带框标注的数据集摘录
________

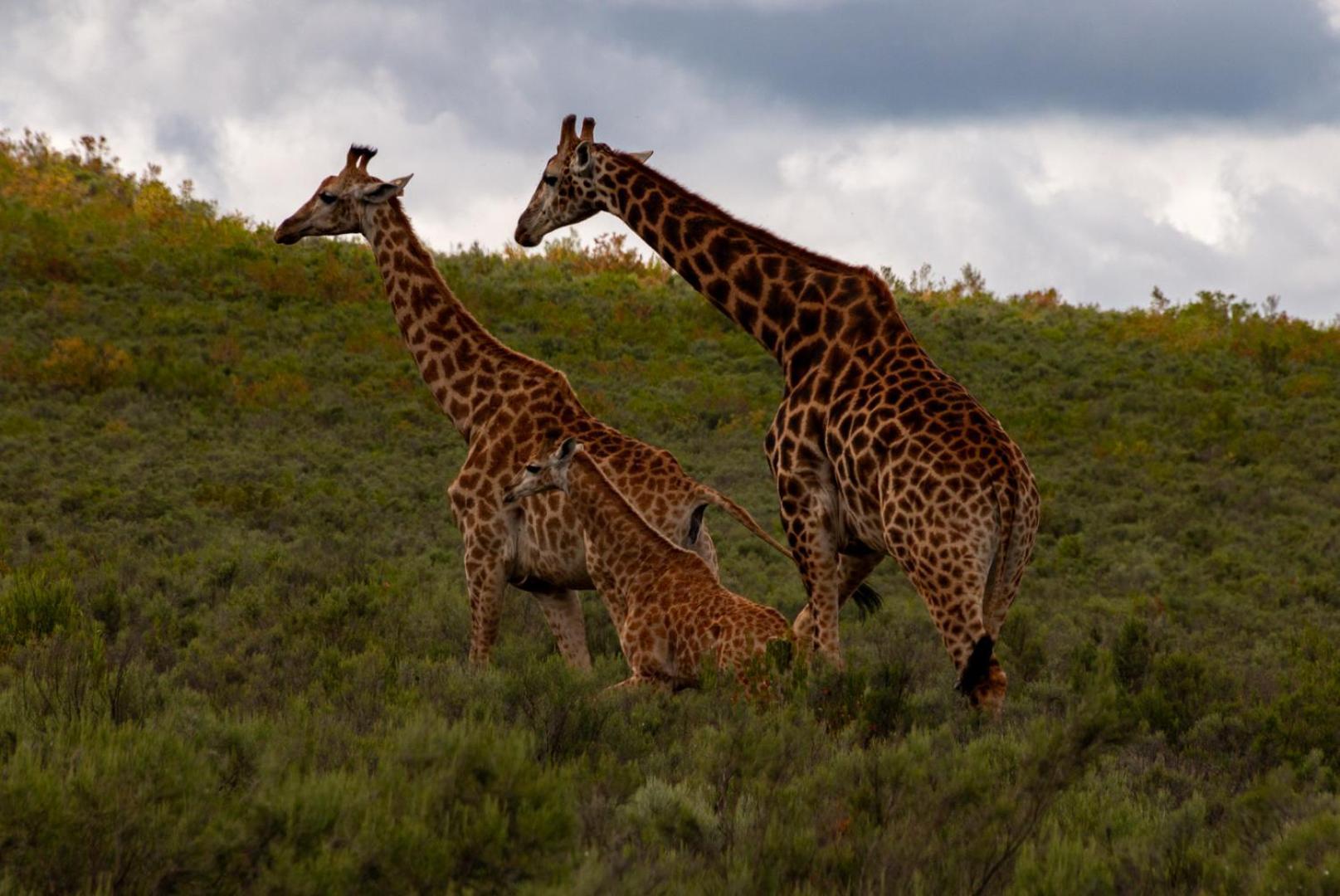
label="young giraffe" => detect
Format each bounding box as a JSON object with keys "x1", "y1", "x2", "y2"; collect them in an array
[
  {"x1": 505, "y1": 438, "x2": 792, "y2": 687},
  {"x1": 275, "y1": 146, "x2": 789, "y2": 669},
  {"x1": 516, "y1": 115, "x2": 1039, "y2": 710}
]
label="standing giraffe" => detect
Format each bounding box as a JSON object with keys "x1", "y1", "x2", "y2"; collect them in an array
[
  {"x1": 504, "y1": 438, "x2": 792, "y2": 687},
  {"x1": 516, "y1": 115, "x2": 1039, "y2": 710},
  {"x1": 275, "y1": 146, "x2": 791, "y2": 669}
]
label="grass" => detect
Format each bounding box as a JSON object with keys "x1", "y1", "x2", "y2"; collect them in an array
[{"x1": 0, "y1": 135, "x2": 1340, "y2": 894}]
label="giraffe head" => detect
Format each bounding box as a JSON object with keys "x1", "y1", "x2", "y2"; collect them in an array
[
  {"x1": 516, "y1": 115, "x2": 651, "y2": 246},
  {"x1": 275, "y1": 144, "x2": 414, "y2": 244},
  {"x1": 503, "y1": 438, "x2": 582, "y2": 504}
]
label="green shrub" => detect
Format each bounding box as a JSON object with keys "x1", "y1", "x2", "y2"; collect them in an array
[{"x1": 0, "y1": 572, "x2": 83, "y2": 650}]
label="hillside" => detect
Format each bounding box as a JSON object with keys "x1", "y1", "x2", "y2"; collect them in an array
[{"x1": 0, "y1": 135, "x2": 1340, "y2": 894}]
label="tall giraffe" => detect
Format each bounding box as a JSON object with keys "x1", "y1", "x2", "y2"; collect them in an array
[
  {"x1": 275, "y1": 146, "x2": 791, "y2": 669},
  {"x1": 504, "y1": 438, "x2": 792, "y2": 687},
  {"x1": 516, "y1": 115, "x2": 1039, "y2": 710}
]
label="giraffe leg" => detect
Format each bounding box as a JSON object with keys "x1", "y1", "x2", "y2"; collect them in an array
[
  {"x1": 465, "y1": 537, "x2": 506, "y2": 665},
  {"x1": 534, "y1": 591, "x2": 591, "y2": 671},
  {"x1": 904, "y1": 536, "x2": 1006, "y2": 713},
  {"x1": 792, "y1": 553, "x2": 884, "y2": 640},
  {"x1": 777, "y1": 473, "x2": 844, "y2": 670}
]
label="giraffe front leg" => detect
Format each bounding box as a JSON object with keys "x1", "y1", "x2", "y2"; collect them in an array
[
  {"x1": 465, "y1": 537, "x2": 506, "y2": 665},
  {"x1": 792, "y1": 553, "x2": 884, "y2": 641},
  {"x1": 534, "y1": 591, "x2": 591, "y2": 671},
  {"x1": 777, "y1": 475, "x2": 844, "y2": 670}
]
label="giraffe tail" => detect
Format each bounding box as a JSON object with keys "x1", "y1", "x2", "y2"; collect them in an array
[
  {"x1": 698, "y1": 482, "x2": 796, "y2": 562},
  {"x1": 689, "y1": 482, "x2": 884, "y2": 619}
]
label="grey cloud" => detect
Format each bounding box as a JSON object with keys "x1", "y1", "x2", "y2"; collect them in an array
[{"x1": 603, "y1": 0, "x2": 1340, "y2": 119}]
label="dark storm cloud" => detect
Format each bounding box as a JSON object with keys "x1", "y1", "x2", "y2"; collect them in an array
[{"x1": 597, "y1": 0, "x2": 1340, "y2": 119}]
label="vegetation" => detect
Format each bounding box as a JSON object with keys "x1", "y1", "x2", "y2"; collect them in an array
[{"x1": 0, "y1": 129, "x2": 1340, "y2": 894}]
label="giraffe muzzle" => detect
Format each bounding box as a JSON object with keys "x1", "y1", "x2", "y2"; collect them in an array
[{"x1": 275, "y1": 218, "x2": 303, "y2": 246}]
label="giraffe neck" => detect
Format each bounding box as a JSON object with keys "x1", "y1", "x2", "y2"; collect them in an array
[
  {"x1": 568, "y1": 451, "x2": 673, "y2": 567},
  {"x1": 363, "y1": 200, "x2": 521, "y2": 441},
  {"x1": 595, "y1": 146, "x2": 911, "y2": 382}
]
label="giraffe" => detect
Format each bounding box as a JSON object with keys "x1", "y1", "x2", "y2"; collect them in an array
[
  {"x1": 504, "y1": 438, "x2": 792, "y2": 689},
  {"x1": 266, "y1": 144, "x2": 791, "y2": 669},
  {"x1": 516, "y1": 115, "x2": 1039, "y2": 711}
]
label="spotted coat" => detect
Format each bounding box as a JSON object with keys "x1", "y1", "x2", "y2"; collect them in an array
[
  {"x1": 516, "y1": 115, "x2": 1039, "y2": 709},
  {"x1": 275, "y1": 146, "x2": 789, "y2": 667}
]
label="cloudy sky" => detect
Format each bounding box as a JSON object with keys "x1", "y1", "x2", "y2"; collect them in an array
[{"x1": 0, "y1": 0, "x2": 1340, "y2": 320}]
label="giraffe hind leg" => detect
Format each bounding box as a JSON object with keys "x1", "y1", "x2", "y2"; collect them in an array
[{"x1": 534, "y1": 591, "x2": 591, "y2": 671}]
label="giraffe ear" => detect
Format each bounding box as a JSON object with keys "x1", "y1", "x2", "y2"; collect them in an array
[
  {"x1": 573, "y1": 141, "x2": 595, "y2": 175},
  {"x1": 362, "y1": 174, "x2": 414, "y2": 202}
]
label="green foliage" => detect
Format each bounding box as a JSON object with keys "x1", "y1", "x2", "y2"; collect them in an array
[
  {"x1": 0, "y1": 572, "x2": 82, "y2": 650},
  {"x1": 0, "y1": 135, "x2": 1340, "y2": 894}
]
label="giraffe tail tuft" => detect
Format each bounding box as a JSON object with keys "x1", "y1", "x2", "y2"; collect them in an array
[{"x1": 954, "y1": 635, "x2": 996, "y2": 695}]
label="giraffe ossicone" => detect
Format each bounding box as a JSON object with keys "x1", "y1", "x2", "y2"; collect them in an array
[{"x1": 516, "y1": 116, "x2": 1039, "y2": 709}]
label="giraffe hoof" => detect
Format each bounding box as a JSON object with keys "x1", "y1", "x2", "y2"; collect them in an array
[{"x1": 967, "y1": 660, "x2": 1007, "y2": 717}]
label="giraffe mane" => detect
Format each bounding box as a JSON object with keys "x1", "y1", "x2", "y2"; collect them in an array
[{"x1": 597, "y1": 144, "x2": 857, "y2": 275}]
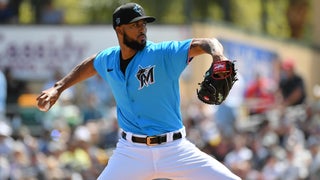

________

给定要求:
统计上方数据中有多少行含有字符串“green”，只写出数字。

参考答案:
2